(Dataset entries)
+ + + + +

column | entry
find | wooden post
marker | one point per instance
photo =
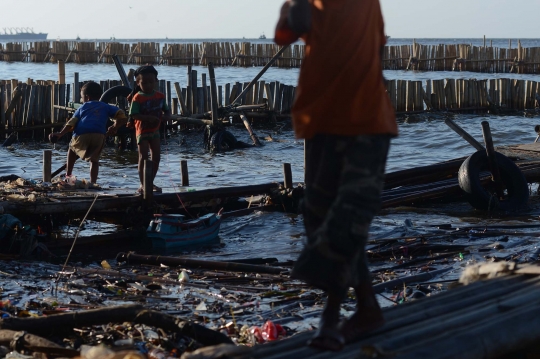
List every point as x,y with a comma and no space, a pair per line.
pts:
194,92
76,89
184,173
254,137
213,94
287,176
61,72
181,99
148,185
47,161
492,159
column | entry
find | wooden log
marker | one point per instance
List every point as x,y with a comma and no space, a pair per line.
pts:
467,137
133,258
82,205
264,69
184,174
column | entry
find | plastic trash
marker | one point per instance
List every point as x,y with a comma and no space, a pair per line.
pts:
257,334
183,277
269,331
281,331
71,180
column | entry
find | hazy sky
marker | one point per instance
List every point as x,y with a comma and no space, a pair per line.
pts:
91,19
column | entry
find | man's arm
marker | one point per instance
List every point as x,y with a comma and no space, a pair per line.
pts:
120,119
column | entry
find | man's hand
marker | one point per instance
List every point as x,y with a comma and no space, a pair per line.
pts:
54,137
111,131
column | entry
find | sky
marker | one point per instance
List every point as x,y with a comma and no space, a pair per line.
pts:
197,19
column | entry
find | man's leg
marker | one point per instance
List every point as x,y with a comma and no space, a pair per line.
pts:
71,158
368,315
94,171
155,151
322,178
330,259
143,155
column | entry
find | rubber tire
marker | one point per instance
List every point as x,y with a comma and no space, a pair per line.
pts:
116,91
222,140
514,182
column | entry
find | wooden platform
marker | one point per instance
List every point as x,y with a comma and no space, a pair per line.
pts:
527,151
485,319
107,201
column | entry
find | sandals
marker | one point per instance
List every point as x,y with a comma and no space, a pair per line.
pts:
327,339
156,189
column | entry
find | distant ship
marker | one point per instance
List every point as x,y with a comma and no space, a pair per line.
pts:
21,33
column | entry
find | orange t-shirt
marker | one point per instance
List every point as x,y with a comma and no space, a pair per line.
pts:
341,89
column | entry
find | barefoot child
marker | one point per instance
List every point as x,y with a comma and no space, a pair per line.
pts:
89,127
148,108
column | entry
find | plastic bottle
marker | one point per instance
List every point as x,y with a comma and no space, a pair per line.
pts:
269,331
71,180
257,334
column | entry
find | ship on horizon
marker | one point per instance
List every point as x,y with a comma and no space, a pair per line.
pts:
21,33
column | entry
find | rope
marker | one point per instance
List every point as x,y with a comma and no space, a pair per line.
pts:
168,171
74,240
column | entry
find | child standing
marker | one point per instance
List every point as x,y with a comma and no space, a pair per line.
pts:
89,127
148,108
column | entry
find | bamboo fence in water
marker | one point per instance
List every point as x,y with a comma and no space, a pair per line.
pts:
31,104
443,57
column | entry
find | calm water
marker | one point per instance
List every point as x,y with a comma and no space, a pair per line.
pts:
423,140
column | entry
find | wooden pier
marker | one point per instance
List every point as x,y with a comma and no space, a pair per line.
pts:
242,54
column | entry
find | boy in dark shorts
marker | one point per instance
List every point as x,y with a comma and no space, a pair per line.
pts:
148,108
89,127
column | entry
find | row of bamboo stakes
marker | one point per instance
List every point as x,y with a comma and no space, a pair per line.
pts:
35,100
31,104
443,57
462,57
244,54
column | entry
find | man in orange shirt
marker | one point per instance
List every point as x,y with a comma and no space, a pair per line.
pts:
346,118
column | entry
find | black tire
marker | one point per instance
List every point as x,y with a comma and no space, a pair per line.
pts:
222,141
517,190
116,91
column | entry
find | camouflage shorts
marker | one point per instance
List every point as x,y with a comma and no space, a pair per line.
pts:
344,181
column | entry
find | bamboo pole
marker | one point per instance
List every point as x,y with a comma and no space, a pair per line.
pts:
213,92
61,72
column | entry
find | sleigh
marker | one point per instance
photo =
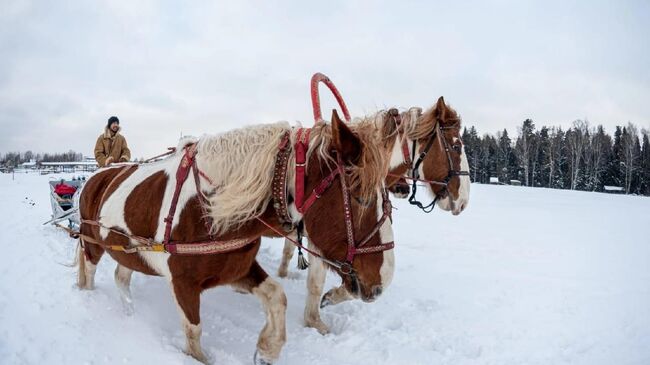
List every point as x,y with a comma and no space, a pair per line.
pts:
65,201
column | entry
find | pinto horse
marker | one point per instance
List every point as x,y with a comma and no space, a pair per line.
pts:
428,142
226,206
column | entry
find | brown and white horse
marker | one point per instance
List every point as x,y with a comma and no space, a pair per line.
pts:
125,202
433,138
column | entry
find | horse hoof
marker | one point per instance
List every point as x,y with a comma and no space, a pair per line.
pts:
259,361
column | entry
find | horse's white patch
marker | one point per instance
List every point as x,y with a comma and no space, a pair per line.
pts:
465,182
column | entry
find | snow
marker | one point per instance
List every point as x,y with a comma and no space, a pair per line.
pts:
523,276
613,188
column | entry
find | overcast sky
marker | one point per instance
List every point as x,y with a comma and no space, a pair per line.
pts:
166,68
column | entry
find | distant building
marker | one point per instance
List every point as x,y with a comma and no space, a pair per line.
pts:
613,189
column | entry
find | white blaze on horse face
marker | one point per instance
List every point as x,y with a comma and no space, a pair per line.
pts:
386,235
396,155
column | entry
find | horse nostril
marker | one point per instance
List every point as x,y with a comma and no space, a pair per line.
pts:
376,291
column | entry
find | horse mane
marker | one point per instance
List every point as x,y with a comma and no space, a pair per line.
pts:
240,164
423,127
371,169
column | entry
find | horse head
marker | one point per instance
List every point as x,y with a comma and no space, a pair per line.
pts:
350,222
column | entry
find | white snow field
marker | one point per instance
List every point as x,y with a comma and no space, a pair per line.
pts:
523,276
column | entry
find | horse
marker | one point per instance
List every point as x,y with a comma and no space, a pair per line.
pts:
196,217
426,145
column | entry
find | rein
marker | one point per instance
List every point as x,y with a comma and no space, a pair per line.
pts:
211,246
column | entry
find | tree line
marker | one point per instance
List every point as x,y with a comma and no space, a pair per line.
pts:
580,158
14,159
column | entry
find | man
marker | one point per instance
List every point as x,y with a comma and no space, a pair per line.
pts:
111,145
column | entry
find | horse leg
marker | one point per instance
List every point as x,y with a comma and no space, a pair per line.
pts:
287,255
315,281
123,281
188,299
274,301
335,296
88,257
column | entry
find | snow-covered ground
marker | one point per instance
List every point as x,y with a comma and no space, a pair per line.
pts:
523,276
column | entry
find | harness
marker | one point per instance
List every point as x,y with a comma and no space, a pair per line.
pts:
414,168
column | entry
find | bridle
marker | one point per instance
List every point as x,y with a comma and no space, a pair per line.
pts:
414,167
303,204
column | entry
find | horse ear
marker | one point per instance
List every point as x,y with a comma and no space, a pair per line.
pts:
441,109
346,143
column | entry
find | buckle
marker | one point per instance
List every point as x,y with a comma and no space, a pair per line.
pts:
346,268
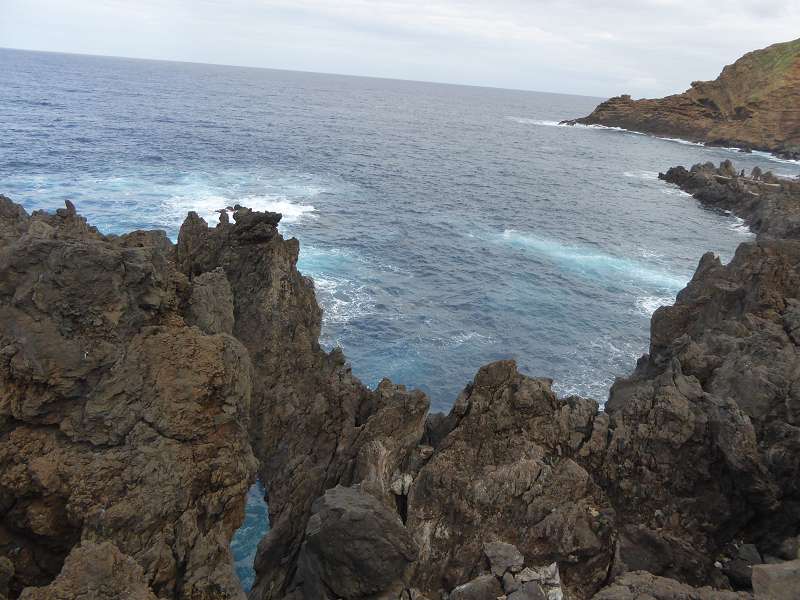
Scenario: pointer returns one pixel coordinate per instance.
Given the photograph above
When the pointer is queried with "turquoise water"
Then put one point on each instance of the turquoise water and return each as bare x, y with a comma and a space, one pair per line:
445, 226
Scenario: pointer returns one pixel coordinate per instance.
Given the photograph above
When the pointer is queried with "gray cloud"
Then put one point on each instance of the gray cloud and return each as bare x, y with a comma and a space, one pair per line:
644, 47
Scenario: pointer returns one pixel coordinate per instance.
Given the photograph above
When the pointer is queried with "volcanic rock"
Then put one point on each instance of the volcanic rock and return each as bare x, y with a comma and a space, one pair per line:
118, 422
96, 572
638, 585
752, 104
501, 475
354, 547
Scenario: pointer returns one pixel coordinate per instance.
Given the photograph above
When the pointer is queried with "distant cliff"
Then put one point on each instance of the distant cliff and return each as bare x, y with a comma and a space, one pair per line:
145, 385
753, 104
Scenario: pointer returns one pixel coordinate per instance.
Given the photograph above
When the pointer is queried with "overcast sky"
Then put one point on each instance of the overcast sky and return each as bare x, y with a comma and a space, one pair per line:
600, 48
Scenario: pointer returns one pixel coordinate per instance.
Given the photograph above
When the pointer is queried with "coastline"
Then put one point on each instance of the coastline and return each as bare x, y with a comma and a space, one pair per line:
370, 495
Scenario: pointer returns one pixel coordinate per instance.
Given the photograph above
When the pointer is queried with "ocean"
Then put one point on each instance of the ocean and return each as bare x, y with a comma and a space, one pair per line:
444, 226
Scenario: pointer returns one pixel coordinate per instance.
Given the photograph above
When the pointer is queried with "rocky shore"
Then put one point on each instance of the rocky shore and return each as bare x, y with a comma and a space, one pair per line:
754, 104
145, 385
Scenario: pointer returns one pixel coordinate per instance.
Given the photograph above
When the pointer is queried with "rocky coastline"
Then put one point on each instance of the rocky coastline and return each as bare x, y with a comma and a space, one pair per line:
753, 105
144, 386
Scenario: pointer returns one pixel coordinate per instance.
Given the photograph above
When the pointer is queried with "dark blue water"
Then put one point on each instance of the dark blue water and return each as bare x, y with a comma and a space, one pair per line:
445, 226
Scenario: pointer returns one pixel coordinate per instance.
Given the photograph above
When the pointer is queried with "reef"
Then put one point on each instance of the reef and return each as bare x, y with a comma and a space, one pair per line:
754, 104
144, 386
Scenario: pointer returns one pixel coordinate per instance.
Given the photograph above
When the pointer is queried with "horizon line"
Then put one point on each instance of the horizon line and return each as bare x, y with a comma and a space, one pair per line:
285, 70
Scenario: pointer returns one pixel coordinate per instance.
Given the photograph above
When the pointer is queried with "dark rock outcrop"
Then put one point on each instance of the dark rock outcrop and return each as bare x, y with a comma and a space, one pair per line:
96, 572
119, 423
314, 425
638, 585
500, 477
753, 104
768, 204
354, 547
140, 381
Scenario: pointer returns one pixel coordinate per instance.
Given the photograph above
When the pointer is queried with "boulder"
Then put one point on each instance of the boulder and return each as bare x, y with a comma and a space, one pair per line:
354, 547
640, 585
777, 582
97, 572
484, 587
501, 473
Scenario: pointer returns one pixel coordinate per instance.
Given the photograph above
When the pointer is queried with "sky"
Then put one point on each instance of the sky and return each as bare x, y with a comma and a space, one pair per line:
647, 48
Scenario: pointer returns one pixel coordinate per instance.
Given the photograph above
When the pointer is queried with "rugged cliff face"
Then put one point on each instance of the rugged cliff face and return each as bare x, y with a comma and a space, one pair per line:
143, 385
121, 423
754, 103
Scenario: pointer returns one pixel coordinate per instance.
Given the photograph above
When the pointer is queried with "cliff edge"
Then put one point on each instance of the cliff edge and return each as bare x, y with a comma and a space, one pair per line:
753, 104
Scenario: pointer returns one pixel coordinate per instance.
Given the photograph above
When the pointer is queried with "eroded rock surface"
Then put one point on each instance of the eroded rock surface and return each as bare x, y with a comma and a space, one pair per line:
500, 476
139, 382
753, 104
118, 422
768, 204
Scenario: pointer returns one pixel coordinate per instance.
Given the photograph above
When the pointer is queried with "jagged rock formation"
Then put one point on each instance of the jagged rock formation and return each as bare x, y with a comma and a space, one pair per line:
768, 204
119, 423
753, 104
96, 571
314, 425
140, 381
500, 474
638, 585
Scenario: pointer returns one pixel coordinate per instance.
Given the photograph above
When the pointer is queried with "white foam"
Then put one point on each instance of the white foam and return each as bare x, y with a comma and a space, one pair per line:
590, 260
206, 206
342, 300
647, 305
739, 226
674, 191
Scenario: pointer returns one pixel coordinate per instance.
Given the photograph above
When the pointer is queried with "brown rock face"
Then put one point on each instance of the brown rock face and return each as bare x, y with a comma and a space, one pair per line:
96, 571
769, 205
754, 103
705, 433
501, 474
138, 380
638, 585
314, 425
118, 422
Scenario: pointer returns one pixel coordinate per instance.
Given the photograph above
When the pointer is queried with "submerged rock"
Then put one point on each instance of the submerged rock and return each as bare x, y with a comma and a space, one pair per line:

+ + + + +

*What is needed*
Copy each line above that contains the string "shirt".

*Solution to this problem*
find | orange t-shirt
find | man in orange shirt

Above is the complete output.